Estratto della pagina =
Quindi alla fine tu vivi una frammentazione, che chiaramente non
ti mette più a contatto con il diverso. In questo modo io posso
scegliere di non stare mai con il diverso, perché ogni volta
posso scegliere qualcuno che mi corrisponda in qualche cosa e
averci a che fare solo rispetto a quella cosa specifica.
Giulio:
Certo, è vero. Cercare qualcuno che mi sia simile e stare con
questo soltanto rispetto a quella cosa particolare.
Giovanna:
Sì, dopo di che, cosa succede alla fine?...
Pia:
D’altra parte questa è una situazione assolutamente
generalizzata, è una dinamica che è piombata addosso a tutti,
indipendentemente dall’età.
Giulio:
E pensa però alla capacità di un quindicenne di affrontare
questo cambiamento culturale…
Mario:
Io direi soprattutto che ha preso il ragazzo e il genitore del
ragazzo insieme.
Pia:
Certo, i genitori poi sono i peggiori. E d’altra parte a questo
punto bisognerebbe dire che la vera responsabilità è quella
della scuola di trenta anni fa. Perché voglio dire, se poi
girando intorno vediamo che un certo tipo di modello di
psicologizzazione è quello dell’insegnante così come è quello
del genitore allora il problema è capire cosa è successo trenta
anni fa nella scuola e nella società.
Mario:
Quello che dice Pia è vero.
Giulio:
Io credo che il modello europeo o il modello occidentale di
questa settorializzazione degli interessi della vita è
fortissimo. Tu ormai gestisci la tua giornata in modo da andare
in alcuni luoghi solo con alcune persone e solo per un certo
tempo; dopo di che quelle persone poi non le vedi più fuori da
quei luoghi. La tua vita è organizzata non più in base agli
spazi della tua giornata. Faccio l’esempio del condominio, che è
familiare a tutti. Nel condominio ci sta chi è simile a me e con
cui riesco a parlare, e chi vive tutt’un’altra esperienza di
vita, con cui non saprei cosa dirmi. Però vivono tutti il tuo
stesso luogo. E prima nei condomini si organizzavano le serate.

I tuoi compiti =
A: Nell'estratto della pagina, a chi attribuisce Pia la vera responsabilità?
B: Per favore, riscrivi il passo dell'estratto della pagina compreso tra "Quindi alla fine" e "indipendentemente dall’età.", estremi inclusi, sostituendo "frammentazione" con "separazione".

(Voci per l'identificazione dei luoghi)
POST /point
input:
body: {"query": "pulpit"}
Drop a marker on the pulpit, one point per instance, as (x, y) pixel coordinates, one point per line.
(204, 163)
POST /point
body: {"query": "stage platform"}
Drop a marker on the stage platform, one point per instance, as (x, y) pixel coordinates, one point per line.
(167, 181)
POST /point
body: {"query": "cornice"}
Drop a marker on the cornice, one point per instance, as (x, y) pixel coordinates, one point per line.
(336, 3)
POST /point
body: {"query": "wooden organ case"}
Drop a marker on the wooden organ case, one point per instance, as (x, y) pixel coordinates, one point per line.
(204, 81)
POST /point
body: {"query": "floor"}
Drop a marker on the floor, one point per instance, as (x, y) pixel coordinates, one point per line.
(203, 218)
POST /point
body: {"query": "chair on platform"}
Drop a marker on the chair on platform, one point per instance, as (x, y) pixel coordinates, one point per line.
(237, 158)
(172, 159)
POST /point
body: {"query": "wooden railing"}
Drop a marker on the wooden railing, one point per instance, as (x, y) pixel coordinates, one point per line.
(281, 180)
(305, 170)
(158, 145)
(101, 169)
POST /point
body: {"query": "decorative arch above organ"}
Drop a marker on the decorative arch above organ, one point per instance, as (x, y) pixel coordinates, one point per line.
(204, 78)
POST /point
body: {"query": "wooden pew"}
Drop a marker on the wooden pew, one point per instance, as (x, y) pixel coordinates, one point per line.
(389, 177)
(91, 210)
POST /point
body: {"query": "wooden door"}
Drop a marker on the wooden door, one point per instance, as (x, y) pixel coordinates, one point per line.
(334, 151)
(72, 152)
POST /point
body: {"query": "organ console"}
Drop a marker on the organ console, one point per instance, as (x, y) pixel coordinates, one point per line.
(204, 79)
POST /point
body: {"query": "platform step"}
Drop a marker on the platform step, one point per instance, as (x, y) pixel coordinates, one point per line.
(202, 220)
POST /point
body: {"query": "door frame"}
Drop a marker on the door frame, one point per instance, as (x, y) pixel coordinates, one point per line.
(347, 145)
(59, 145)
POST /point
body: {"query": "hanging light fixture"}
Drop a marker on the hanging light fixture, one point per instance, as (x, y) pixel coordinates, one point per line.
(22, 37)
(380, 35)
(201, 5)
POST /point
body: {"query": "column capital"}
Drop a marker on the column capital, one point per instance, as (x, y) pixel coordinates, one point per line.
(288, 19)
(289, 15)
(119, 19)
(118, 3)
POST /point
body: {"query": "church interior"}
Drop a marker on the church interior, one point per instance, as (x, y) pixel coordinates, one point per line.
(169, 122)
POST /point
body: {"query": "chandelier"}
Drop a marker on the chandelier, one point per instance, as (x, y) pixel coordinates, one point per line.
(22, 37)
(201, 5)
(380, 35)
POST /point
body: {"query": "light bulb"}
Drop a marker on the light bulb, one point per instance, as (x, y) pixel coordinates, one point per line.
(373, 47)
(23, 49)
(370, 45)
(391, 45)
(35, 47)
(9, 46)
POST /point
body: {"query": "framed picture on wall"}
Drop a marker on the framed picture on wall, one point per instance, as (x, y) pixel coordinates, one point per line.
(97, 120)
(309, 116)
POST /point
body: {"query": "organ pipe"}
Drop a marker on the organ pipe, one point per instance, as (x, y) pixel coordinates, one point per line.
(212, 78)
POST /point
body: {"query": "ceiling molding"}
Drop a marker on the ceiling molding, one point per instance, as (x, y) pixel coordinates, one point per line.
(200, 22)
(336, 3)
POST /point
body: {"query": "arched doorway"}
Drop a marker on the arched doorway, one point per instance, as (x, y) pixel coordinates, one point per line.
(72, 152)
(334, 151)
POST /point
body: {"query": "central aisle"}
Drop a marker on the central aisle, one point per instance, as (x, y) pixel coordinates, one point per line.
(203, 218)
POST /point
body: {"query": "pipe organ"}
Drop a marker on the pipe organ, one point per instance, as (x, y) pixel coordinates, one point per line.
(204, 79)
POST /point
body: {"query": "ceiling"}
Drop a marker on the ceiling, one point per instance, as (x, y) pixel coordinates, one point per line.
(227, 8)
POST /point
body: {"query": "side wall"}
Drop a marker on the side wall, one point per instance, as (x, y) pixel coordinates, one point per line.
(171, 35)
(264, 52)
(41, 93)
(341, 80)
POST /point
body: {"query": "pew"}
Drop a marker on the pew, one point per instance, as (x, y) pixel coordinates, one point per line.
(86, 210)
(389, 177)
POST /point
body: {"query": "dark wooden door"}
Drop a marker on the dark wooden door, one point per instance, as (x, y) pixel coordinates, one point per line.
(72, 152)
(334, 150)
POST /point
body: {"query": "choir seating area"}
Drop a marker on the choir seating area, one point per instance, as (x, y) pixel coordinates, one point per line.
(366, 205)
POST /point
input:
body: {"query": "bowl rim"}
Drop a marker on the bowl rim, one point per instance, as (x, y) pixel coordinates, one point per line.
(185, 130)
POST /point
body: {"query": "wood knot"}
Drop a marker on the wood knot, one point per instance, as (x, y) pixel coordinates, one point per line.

Risultati dell'esercizio =
A: Alla scuola di trenta anni fa.

B:
Quindi alla fine tu vivi una separazione, che chiaramente non
ti mette più a contatto con il diverso. In questo modo io posso
scegliere di non stare mai con il diverso, perché ogni volta
posso scegliere qualcuno che mi corrisponda in qualche cosa e
averci a che fare solo rispetto a quella cosa specifica.
Giulio:
Certo, è vero. Cercare qualcuno che mi sia simile e stare con
questo soltanto rispetto a quella cosa particolare.
Giovanna:
Sì, dopo di che, cosa succede alla fine?...
Pia:
D’altra parte questa è una situazione assolutamente
generalizzata, è una dinamica che è piombata addosso a tutti,
indipendentemente dall’età.